TASK REQUIREMENTS: Retype the rows word for word, starting with the very first line and ending with the line that contains "Give the outline". Include both of those lines.

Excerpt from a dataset

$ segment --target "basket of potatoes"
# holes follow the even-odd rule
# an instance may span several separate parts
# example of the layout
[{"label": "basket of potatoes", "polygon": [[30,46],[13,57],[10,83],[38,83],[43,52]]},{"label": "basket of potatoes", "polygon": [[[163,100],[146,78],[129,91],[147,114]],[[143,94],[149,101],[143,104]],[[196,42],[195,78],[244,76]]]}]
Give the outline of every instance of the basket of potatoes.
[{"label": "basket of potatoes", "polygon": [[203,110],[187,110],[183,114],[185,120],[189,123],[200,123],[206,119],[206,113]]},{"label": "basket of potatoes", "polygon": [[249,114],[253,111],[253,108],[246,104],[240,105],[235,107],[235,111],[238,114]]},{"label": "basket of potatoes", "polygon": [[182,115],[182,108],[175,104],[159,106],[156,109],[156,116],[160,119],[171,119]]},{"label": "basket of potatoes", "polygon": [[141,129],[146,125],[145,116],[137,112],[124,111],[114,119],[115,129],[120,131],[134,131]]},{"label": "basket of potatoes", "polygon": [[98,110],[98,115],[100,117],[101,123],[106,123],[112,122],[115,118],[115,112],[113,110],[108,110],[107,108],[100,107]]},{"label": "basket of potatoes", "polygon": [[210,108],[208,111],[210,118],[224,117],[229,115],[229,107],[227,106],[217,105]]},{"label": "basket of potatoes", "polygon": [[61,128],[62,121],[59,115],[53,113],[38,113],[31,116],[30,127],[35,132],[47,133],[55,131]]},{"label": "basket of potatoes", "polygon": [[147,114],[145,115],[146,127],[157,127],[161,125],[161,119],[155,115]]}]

SOLUTION FOR THIS PROBLEM:
$ segment --target "basket of potatoes"
# holes follow the even-odd rule
# an instance may span several separate parts
# example of the layout
[{"label": "basket of potatoes", "polygon": [[30,46],[13,57],[10,83],[38,83],[43,52]]},{"label": "basket of potatoes", "polygon": [[[163,100],[146,78],[129,91],[147,114]],[[143,94],[149,101],[143,104]],[[196,42],[195,78],[244,76]]]}]
Give the outline of every instance of the basket of potatoes.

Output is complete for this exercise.